INPUT section start

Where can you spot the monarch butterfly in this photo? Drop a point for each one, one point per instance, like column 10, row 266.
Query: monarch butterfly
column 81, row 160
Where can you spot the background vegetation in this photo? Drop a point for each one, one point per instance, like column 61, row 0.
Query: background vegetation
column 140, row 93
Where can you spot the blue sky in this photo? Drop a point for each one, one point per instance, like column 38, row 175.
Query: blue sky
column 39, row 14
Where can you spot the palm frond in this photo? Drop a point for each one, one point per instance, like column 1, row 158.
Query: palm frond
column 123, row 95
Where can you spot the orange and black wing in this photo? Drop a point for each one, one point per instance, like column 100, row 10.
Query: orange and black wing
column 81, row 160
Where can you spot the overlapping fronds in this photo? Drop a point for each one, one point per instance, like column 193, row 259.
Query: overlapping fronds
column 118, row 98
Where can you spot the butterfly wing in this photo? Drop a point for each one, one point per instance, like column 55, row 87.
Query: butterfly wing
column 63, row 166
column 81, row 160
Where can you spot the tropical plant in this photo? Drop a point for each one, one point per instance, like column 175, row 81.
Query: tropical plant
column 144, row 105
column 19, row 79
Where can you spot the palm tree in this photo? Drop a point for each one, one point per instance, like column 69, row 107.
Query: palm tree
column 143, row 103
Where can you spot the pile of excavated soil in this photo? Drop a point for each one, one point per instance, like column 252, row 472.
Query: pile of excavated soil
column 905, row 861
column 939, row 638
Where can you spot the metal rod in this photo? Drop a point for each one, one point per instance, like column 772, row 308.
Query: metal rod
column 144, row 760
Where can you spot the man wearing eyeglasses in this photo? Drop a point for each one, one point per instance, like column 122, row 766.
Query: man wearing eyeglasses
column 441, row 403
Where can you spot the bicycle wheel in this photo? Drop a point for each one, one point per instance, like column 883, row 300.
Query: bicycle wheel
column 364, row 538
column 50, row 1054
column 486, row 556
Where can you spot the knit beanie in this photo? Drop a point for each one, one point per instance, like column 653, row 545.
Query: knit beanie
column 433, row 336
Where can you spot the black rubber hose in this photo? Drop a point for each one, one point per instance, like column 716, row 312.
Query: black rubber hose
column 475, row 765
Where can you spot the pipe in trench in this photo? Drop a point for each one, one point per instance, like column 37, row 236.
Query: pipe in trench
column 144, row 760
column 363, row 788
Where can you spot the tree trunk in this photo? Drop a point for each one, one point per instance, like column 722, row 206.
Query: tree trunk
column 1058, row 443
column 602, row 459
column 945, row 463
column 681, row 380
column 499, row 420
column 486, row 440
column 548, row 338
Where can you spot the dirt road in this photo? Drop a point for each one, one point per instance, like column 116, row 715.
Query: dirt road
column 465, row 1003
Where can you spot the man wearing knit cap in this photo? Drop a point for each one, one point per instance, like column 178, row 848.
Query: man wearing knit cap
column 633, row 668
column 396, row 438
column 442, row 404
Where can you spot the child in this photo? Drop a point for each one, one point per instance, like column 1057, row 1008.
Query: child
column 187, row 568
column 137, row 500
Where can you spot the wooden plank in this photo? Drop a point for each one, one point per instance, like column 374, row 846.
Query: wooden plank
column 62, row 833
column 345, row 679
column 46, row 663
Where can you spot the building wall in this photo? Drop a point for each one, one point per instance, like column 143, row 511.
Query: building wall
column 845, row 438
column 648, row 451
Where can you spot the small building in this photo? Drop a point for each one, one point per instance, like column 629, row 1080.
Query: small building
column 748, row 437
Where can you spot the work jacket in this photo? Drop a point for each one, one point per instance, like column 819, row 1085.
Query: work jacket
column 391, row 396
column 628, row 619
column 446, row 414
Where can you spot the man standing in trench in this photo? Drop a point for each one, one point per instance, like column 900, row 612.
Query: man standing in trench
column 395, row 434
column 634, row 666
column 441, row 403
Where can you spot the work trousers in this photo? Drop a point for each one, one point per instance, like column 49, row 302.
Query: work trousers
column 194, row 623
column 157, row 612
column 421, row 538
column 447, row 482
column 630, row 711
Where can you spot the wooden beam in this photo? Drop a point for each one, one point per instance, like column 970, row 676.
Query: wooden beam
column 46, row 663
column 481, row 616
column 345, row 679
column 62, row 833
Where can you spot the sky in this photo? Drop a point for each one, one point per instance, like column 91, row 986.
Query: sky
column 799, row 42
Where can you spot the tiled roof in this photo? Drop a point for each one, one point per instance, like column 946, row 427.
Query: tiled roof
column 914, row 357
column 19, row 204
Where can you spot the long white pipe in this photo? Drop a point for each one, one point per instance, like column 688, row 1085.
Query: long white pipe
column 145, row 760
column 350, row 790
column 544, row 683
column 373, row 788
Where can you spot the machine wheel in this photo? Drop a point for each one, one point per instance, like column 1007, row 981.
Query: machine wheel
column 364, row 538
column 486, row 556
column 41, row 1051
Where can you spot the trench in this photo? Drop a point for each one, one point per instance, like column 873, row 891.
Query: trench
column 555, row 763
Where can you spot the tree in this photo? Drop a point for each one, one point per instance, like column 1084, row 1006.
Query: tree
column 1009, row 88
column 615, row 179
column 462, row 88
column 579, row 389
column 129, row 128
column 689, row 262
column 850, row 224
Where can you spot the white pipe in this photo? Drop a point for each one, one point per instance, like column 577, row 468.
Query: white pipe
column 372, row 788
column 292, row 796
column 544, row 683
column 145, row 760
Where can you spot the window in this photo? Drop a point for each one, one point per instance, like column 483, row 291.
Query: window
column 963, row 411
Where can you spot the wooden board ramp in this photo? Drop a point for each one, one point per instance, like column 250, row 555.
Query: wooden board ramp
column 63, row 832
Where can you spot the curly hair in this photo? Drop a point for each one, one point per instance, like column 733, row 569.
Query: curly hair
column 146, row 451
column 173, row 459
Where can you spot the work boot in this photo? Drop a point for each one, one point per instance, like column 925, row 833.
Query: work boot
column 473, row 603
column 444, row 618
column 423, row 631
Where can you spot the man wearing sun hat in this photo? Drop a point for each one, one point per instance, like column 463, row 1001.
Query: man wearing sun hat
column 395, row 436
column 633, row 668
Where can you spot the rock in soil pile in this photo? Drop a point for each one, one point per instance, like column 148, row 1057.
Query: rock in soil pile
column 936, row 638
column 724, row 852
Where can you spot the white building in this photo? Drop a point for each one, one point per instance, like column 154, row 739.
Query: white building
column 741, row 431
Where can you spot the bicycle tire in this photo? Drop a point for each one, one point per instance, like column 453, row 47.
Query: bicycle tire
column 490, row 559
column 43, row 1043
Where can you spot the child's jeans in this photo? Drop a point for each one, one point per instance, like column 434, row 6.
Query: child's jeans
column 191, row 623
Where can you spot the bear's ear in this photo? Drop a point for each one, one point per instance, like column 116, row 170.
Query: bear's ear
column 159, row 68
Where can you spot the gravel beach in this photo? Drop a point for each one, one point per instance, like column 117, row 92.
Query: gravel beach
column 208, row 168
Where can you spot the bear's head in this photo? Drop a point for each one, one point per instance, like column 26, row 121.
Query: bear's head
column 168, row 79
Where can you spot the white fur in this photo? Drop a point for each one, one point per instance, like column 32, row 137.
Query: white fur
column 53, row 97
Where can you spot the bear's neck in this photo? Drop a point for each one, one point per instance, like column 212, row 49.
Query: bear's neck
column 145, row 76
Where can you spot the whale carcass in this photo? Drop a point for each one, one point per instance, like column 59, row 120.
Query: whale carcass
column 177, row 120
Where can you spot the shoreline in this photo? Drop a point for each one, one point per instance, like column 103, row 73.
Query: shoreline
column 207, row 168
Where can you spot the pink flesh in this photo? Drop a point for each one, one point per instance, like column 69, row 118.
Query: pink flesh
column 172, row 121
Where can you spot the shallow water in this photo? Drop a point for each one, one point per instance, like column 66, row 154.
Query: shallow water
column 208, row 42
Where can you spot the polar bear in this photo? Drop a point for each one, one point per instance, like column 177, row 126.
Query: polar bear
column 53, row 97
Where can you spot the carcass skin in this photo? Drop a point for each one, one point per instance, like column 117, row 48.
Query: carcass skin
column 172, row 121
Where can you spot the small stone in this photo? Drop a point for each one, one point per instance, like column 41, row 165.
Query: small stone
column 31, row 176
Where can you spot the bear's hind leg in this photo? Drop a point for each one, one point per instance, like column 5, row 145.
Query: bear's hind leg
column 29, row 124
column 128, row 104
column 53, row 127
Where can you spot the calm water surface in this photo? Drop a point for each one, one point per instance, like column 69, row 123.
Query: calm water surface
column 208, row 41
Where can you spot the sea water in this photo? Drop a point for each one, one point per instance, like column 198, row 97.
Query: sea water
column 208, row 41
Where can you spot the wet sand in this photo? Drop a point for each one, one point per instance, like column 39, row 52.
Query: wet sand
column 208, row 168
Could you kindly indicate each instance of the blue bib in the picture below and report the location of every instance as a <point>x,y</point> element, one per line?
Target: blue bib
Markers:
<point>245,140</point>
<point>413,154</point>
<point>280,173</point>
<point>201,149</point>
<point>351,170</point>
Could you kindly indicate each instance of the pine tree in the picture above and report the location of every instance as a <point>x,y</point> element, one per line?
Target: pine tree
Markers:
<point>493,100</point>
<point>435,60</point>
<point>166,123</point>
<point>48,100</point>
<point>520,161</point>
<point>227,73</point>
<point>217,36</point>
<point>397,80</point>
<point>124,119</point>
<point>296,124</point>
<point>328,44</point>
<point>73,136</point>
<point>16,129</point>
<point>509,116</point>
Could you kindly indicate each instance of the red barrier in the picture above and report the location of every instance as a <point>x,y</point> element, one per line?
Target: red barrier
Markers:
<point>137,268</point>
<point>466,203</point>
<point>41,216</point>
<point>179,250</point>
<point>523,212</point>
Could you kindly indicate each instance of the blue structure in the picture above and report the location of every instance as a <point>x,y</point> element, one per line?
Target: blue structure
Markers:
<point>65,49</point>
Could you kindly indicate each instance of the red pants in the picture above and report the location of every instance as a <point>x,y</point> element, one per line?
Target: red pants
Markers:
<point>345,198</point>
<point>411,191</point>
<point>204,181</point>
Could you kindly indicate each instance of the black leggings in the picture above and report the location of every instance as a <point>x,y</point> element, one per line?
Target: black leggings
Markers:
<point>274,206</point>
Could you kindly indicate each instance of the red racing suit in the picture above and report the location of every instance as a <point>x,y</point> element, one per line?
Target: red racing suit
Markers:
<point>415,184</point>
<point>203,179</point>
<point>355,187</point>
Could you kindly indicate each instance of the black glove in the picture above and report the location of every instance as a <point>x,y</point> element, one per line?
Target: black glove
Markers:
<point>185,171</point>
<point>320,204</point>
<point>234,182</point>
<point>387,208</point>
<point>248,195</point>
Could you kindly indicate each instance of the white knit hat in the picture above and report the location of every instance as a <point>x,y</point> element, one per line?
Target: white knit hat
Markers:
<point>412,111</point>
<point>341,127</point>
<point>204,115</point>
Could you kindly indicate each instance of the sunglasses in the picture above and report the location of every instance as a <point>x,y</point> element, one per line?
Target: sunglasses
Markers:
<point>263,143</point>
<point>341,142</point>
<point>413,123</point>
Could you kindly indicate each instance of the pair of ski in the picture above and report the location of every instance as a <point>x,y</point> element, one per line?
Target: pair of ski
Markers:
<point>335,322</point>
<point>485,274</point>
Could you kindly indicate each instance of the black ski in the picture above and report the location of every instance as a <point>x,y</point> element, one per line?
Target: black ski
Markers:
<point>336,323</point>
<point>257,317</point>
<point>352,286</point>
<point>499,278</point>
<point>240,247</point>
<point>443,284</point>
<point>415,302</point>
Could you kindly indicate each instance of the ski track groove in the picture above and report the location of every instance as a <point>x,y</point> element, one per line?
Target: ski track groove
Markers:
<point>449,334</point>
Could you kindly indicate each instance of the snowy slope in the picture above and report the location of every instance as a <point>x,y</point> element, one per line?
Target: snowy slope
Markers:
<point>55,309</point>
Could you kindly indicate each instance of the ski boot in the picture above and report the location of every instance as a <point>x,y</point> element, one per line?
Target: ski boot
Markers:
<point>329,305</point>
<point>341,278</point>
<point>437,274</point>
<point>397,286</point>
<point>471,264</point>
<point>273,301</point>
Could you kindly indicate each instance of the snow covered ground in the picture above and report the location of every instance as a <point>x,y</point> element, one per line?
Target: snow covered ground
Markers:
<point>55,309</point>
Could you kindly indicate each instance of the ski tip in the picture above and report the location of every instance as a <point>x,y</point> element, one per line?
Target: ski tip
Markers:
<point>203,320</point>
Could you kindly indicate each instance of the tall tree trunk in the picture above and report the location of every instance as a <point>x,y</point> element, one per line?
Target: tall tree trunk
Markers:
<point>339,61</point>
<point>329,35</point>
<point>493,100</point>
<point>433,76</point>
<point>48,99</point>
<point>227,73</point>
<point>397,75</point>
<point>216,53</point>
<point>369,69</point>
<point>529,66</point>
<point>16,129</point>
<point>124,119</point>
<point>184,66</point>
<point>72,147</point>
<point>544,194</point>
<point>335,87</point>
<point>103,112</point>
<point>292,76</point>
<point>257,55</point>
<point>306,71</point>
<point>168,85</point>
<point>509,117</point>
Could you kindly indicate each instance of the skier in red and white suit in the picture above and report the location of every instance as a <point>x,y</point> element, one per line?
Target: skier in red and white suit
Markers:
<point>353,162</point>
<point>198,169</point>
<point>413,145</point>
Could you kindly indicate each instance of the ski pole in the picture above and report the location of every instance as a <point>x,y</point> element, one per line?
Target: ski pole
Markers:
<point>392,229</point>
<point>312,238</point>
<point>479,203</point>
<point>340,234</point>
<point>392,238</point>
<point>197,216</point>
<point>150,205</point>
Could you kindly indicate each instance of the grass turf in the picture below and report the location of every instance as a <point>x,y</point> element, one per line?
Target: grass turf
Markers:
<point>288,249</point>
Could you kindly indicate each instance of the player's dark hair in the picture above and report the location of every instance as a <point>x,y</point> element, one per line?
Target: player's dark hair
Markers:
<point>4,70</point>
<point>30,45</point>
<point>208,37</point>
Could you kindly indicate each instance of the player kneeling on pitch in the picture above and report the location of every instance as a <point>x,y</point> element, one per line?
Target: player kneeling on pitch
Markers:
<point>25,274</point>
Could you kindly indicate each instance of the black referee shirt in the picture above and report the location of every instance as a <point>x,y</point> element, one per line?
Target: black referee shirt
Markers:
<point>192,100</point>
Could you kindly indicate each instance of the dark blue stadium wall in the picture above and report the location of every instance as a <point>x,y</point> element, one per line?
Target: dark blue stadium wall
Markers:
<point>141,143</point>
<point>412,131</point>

INPUT section end

WHAT YOU ARE ASKED TO DO: Your answer should be the lines of the records that include the word "pine".

ANSWER SECTION:
Could you kindly indicate each instance of the pine tree in the picture above and report the location of every instance as a <point>x,y</point> element, one per line?
Target: pine tree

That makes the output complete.